TEXT SEGMENT –
--------------------------------------------------

An artist and writer in Bellingham, Washington.

5 thoughts on “Making the Case for Monogamy.”

  1. Hm, so is a monogamous person who “cheats” really monogamous? And what’s the advantage of serial monogamy over a long term polyamorous/open relationship? And what if those long term relationships are exclusive?

    I think it’s dangerous to make a case for ANY relationship, because there are so many examples (widely anecdotal, granted) of each form wreaking havoc in relationships. I mean, which is better, you who who has never been married, my sister who has been married three times or me, who has been married for 24 years and…well, you know. I propose that we cannot make a case for any of these examples over any other – not least because the truth that can be understood about a relationship can only be grasped by the people who are actually IN the relationship. The rest of us poor schmoes are just guessing.

    I think we give false virtue to monogamy and tend to overlook the reality of the complexity of people, cultures, and just how overall difficult it is to live together on this planet. 🙂

    1. I’m not saying that monogamy is the way to go… I think everyone should choose the relationship that works mgmt for them. I just get tired of hearing that monogamy is something people choose out of fear. I think that there are biological and cultural motivators for both monogamous and non-monogamous relationships, and in fact there have been societies in which both monogamous and non-monogamous relationships are the norm.

    1. Again, I’m not advocating monogamous over non-monogamous relationships. I’m saying that both are valid as long as everyone is being treated well and consensually, and this is my side of that coin.

--------------------------------------------------

INFORMATION PROVIDED –
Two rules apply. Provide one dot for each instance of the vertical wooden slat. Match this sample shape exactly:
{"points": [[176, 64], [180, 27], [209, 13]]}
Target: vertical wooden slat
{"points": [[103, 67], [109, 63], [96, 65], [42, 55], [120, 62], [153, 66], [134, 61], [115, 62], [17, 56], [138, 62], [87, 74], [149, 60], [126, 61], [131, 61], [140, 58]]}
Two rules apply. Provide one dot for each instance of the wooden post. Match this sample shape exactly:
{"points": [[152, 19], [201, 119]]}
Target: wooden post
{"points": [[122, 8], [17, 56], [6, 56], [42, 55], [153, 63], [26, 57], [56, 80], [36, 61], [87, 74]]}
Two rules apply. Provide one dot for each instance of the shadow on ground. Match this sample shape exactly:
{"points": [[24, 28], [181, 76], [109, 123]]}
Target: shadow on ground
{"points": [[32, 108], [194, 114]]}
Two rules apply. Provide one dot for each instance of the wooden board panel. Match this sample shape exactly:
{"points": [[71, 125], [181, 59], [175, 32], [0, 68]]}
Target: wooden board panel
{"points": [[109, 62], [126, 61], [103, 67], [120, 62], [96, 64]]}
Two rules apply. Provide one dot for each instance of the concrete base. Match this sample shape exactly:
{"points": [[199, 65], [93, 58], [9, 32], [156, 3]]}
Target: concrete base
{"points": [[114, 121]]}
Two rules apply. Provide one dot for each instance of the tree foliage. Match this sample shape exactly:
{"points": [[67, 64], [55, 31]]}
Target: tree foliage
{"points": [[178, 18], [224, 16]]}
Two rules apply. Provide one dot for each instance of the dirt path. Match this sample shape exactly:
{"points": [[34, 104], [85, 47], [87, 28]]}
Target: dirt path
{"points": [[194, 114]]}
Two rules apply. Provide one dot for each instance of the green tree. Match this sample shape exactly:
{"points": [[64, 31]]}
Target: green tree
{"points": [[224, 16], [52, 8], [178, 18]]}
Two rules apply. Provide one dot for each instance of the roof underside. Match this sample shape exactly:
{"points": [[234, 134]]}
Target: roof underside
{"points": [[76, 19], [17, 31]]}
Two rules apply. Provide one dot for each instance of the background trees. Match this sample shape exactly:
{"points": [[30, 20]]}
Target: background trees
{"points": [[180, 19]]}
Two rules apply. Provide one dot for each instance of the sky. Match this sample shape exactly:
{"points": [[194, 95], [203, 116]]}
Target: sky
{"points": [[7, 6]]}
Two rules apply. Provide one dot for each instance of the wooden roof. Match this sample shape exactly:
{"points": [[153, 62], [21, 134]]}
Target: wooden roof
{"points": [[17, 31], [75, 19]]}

--------------------------------------------------

WORK ORDER 1 –
Answer these from the comment thread:
(a) How many years has the author of the first comment been married?
(b) How many times has that commenter's sister been married?
(c) In the first reply, what does the writer say they get tired of hearing?
WORK ORDER 2 – Update the comment thread from "I think we give" to "of that coin.", inclusive, and change "planet" to "world".

TASK ANSWER 1 –
(a) 24 years.
(b) Three times.
(c) That monogamy is something people choose out of fear.

TASK ANSWER 2 –
I think we give false virtue to monogamy and tend to overlook the reality of the complexity of people, cultures, and just how overall difficult it is to live together on this world. 🙂

    1. I’m not saying that monogamy is the way to go… I think everyone should choose the relationship that works mgmt for them. I just get tired of hearing that monogamy is something people choose out of fear. I think that there are biological and cultural motivators for both monogamous and non-monogamous relationships, and in fact there have been societies in which both monogamous and non-monogamous relationships are the norm.

    1. Again, I’m not advocating monogamous over non-monogamous relationships. I’m saying that both are valid as long as everyone is being treated well and consensually, and this is my side of that coin.